## Work instructions:
All of the material below is to be repeated exactly.
** Start Data section **
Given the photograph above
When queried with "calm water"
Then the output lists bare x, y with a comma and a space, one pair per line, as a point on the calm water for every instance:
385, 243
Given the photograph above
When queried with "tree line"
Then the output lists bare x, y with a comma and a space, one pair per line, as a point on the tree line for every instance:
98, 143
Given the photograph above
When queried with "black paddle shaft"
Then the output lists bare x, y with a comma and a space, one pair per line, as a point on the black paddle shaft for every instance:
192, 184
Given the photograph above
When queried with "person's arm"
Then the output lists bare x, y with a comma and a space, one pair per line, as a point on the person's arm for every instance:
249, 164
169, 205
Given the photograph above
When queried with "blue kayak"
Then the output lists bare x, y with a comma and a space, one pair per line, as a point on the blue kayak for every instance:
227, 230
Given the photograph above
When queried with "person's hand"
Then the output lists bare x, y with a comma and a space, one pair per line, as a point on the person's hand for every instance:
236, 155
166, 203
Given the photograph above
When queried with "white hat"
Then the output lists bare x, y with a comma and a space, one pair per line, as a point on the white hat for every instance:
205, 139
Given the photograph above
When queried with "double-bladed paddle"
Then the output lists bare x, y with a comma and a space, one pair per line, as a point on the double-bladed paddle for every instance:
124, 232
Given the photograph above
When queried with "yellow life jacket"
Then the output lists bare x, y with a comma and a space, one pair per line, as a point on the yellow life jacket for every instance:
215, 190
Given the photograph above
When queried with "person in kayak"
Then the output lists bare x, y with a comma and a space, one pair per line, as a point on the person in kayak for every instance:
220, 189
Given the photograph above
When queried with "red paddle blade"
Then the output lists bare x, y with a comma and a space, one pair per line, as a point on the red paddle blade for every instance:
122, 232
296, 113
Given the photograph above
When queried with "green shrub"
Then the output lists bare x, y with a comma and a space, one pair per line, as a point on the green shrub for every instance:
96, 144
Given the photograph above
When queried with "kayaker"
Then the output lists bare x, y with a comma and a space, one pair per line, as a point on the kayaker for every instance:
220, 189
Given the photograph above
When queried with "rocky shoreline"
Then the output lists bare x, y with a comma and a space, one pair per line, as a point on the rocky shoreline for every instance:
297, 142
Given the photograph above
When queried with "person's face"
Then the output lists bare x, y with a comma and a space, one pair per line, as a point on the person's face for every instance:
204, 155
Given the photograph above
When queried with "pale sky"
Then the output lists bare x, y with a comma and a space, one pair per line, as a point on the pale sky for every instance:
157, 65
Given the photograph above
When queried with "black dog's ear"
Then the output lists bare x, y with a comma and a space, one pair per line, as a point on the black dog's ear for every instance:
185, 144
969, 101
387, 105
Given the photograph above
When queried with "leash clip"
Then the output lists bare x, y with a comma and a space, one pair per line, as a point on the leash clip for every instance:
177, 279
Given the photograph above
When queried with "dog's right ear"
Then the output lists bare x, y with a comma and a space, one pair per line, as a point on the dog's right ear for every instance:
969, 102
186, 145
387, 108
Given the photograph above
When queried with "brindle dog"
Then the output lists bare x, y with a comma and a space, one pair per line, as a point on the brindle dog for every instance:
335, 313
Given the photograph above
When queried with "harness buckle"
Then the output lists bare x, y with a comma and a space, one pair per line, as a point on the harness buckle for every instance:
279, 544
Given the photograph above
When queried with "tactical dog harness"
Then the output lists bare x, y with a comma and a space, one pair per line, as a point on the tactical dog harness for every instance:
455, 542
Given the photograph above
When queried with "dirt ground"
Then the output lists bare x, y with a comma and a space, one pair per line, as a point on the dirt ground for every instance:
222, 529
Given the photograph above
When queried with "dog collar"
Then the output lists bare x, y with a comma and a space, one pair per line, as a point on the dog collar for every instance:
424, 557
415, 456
** End Data section **
## Written answer:
Given the photograph above
When queried with "calm water"
Then the output lists bare x, y with a comma and a space, one pair per line, as a point on the calm water for every instance:
385, 243
Given the photograph above
When queried with "tree line"
Then the output lists bare x, y with a comma and a space, one pair per line, as a point on the tree line for every instance:
98, 143
Given the photograph above
When queried with "black paddle shaft"
Then the output lists bare x, y with a comma and a space, one pair per line, as a point on the black paddle shaft for every instance:
192, 184
Given the photograph above
When queried with "person's arm"
Then the output lists bare x, y with a comma and a space, one pair per line, as a point on the person's arm for every instance:
249, 164
169, 205
Given the photograph above
When queried with "blue kayak"
Then the output lists bare x, y with a comma and a space, one pair per line, as a point on the blue kayak for every instance:
227, 230
Given the photograph above
When queried with "person's hand"
Then the output lists bare x, y with a comma and a space, one pair per line, as a point on the person's hand for every instance:
236, 155
166, 203
Given the photograph above
When queried with "white hat"
Then the output lists bare x, y with a comma and a space, one pair per line, as a point on the white hat for every instance:
205, 139
Given the photograph above
When queried with "double-bladed paddle"
Then the output lists bare x, y with a comma and a space, one pair per line, as a point on the double-bladed paddle for every instance:
124, 232
Given the photograph above
When queried with "yellow life jacket"
Then the output lists bare x, y with a comma and a space, one pair per line, as a point on the yellow life jacket for every instance:
215, 190
Given the photograph above
When queried with "person in kayak"
Then the output lists bare x, y with a comma and a space, one pair per line, as a point on the person in kayak for every instance:
220, 189
Given the photograph above
When queried with "red paddle blade"
Then the output lists bare x, y with a comma and a space, one pair per line, as a point on the red paddle blade for every instance:
122, 232
296, 113
Given the photograph above
When queried with "green shrub"
Then the output lists bare x, y with a comma and a space, one pair per line, as a point on the green shrub for every instance:
96, 144
Given the photograph above
When queried with "kayaker"
Then the output lists bare x, y with a comma and a space, one pair per line, as a point on the kayaker for every instance:
220, 189
Given the photograph above
When queried with "rocky shoreline"
Then the output lists bare x, y with a comma and a space, one pair per line, as a point on the rocky shoreline for every instance:
297, 142
Given the photograph above
When queried with "person's face"
Then the output lists bare x, y with a comma and a space, one pair per line, as a point on the person's face for every instance:
204, 155
Given the photograph above
When queried with "pale sky"
Then the output lists bare x, y with a comma and a space, one pair per line, as a point on the pale sky for every instance:
157, 65
Given the photograph above
When queried with "black dog's ear"
Then the output lists bare x, y with a comma and a space, one pair per line, as a point on the black dog's ear for every instance:
185, 144
969, 101
387, 105
Given the photograph above
When queried with "leash clip"
Then the output lists bare x, y with a comma and a space, one pair per line, as a point on the leash clip for every instance:
177, 279
Given the photograph above
When queried with "dog's right ear"
Then the output lists bare x, y with a comma and a space, one pair per line, as a point on the dog's right ear for every instance:
969, 102
186, 145
387, 108
Given the photograph above
When queried with "brindle dog"
Then the output lists bare x, y with a comma and a space, one pair per line, as a point on the brindle dog for every instance:
335, 313
Given the photograph above
When queried with "harness buckle"
Then the output lists bare x, y with a comma and a space, one pair per line, as a point on the harness buckle for every instance:
279, 544
Given the photograph above
When queried with "tactical dog harness"
Then the output lists bare x, y with a comma and a space, one pair per line, as a point on the tactical dog harness for every instance:
455, 542
Given the photograph above
When queried with "dirt ground"
Then the output lists bare x, y with a comma and a space, one pair per line, as a point on the dirt ground for every instance:
222, 529
Given the photograph above
When queried with "dog collar"
Then the output lists bare x, y with a comma and a space, one pair per line, as a point on the dog collar for every instance:
424, 557
415, 456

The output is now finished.